━━━ Listed records

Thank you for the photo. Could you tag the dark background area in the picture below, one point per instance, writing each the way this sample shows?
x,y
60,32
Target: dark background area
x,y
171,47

━━━━━━

» **Job**
Recast each line of the rows above as a Markdown table with two columns, No. and Text, numbering the lines in order and leaving out any blank lines.

» **Answer for the task**
| No. | Text |
|---|---|
| 1 | Thank you for the photo. Could you tag the dark background area in the picture below, one point per instance, writing each the way this sample shows? |
| 2 | x,y |
| 3 | 60,32 |
| 4 | Target: dark background area |
| 5 | x,y |
| 6 | 171,47 |